*** Opening Records provided ***

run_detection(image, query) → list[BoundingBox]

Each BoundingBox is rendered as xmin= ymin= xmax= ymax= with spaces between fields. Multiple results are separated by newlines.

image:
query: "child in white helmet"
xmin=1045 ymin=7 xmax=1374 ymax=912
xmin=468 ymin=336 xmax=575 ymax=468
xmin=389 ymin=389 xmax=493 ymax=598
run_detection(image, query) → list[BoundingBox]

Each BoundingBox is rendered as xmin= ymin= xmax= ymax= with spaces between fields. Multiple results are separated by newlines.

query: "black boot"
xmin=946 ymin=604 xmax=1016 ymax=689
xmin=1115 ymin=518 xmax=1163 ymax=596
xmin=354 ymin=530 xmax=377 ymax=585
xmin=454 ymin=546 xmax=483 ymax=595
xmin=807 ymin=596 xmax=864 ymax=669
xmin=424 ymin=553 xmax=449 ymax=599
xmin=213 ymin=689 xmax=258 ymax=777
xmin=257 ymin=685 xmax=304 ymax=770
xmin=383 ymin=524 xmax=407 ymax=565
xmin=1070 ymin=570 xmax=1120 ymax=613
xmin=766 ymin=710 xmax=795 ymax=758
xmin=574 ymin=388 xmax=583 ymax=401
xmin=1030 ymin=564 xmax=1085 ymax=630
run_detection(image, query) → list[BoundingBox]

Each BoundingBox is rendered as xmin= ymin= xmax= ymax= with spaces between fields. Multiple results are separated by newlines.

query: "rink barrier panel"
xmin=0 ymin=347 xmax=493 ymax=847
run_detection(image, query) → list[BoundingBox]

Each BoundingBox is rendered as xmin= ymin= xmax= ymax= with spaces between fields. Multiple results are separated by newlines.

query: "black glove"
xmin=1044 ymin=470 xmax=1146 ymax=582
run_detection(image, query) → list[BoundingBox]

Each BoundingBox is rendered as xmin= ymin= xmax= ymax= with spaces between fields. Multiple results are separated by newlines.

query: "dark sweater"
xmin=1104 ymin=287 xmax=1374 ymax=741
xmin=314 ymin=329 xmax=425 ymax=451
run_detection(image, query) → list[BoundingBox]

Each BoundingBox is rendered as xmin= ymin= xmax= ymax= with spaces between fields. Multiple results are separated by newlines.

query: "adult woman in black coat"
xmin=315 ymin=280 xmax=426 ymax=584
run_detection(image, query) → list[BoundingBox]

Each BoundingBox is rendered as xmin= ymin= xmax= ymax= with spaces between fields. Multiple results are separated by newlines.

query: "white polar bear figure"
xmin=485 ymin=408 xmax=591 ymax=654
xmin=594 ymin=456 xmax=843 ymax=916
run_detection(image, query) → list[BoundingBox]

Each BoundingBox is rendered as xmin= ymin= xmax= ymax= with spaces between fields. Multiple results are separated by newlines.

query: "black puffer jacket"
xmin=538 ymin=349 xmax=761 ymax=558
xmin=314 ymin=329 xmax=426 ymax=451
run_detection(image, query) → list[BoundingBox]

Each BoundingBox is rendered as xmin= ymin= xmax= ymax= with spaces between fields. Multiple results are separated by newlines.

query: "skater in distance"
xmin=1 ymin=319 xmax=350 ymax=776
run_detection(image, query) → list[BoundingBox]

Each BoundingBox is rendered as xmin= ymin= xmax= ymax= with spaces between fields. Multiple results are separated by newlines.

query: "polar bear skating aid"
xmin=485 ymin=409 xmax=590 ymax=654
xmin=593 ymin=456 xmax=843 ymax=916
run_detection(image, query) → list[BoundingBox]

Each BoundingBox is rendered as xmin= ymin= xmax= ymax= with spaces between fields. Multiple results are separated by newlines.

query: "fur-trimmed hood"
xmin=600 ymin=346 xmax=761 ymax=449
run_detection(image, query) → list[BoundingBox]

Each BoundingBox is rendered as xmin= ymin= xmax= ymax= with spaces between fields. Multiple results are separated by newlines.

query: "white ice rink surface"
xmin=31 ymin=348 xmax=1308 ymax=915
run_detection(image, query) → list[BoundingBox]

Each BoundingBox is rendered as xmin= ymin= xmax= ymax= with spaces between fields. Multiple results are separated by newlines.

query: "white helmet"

*** Closing Records provided ***

From top to bottom, return the material above unchanged.

run_detection(image, query) → list[BoundingBox]

Each BoundingBox is rendered as xmin= ymin= xmax= ymax= with spaces between fields. Multiple results are separated by newlines.

image:
query: "child in white helmet"
xmin=1045 ymin=7 xmax=1374 ymax=912
xmin=468 ymin=336 xmax=575 ymax=468
xmin=389 ymin=389 xmax=493 ymax=598
run_detection(image, query) → list[BoundingBox]

Each BoundingBox is rendered as xmin= ymin= xmax= ymax= with spaces between fields. Multiple results are separated by newlines.

query: "black boot"
xmin=946 ymin=604 xmax=1016 ymax=689
xmin=1115 ymin=518 xmax=1163 ymax=596
xmin=354 ymin=530 xmax=377 ymax=585
xmin=454 ymin=546 xmax=483 ymax=595
xmin=807 ymin=596 xmax=864 ymax=669
xmin=424 ymin=553 xmax=449 ymax=599
xmin=213 ymin=689 xmax=258 ymax=777
xmin=257 ymin=685 xmax=304 ymax=770
xmin=383 ymin=524 xmax=407 ymax=565
xmin=1070 ymin=570 xmax=1120 ymax=613
xmin=766 ymin=710 xmax=795 ymax=758
xmin=574 ymin=388 xmax=583 ymax=401
xmin=1030 ymin=564 xmax=1085 ymax=630
run_detection(image, query) → list[BoundingBox]

Each BoundingBox is rendered as xmin= ymin= xmax= ymax= with spaces between fields. Multiple results are separated by newlines.

query: "rink barrier panel"
xmin=0 ymin=347 xmax=493 ymax=847
run_detection(image, query) → list[BoundingBox]

Each BoundingBox is rendered as xmin= ymin= xmax= ymax= with spaces between fields. Multiple results are separated by newlines.

query: "black glove"
xmin=1044 ymin=470 xmax=1146 ymax=582
run_detection(image, query) → list[BoundingBox]

Each BoundingBox is rendered as xmin= ymin= xmax= ymax= with spaces between fields. Multiple results are separated by newlines.

query: "dark sweater"
xmin=1104 ymin=287 xmax=1374 ymax=741
xmin=314 ymin=329 xmax=425 ymax=451
run_detection(image, query) → list[BoundingBox]

Each BoundingBox is rendered as xmin= ymin= xmax= ymax= with spaces between fields. Multiple results are separated by newlines.

query: "adult woman in black coat"
xmin=315 ymin=280 xmax=426 ymax=584
run_detection(image, query) → list[BoundingBox]

Each BoundingBox is rendered as xmin= ymin= xmax= ymax= with spaces between fields. Multiple results are separated by newlines.

query: "white polar bear figure"
xmin=485 ymin=408 xmax=591 ymax=654
xmin=594 ymin=456 xmax=843 ymax=916
run_detection(image, query) → list[BoundingBox]

Each BoundingBox is rendered as xmin= ymin= xmax= ymax= with spaces between fields. Multiple results are separated by newlines.

query: "black puffer jacket"
xmin=538 ymin=349 xmax=761 ymax=558
xmin=314 ymin=329 xmax=426 ymax=451
run_detection(image, query) → list[BoundingBox]

Each BoundingBox is rendered as xmin= ymin= xmax= ymax= with spaces between fields. Multiple results are separated by newlines.

query: "skater in distance"
xmin=1 ymin=319 xmax=350 ymax=776
run_detection(image, query) → list[BoundingBox]

Each BoundingBox is rendered as xmin= ymin= xmax= ymax= with spaces between fields. Multiple results are separated by newlines.

query: "polar bear skating aid"
xmin=485 ymin=409 xmax=590 ymax=654
xmin=593 ymin=456 xmax=843 ymax=916
run_detection(image, query) → list[BoundingBox]

Each BoundingBox is rendered as xmin= ymin= xmax= ymax= with spaces between fields. Multiple results are separated by newlines.

query: "fur-trimmed hood"
xmin=600 ymin=346 xmax=761 ymax=449
run_detection(image, query) → list[BoundingBox]

Each BoundingBox is rendered as xmin= ymin= xmax= ymax= with spaces between fields. Multiple results are separated by newlines.

query: "white ice rink surface"
xmin=31 ymin=348 xmax=1308 ymax=915
run_detection(image, query) → list[BoundingBox]

Each BoundingBox is rendered as xmin= ymin= xmax= ymax= with spaces between fields. Multiple results are separated by newlines.

query: "white helmet"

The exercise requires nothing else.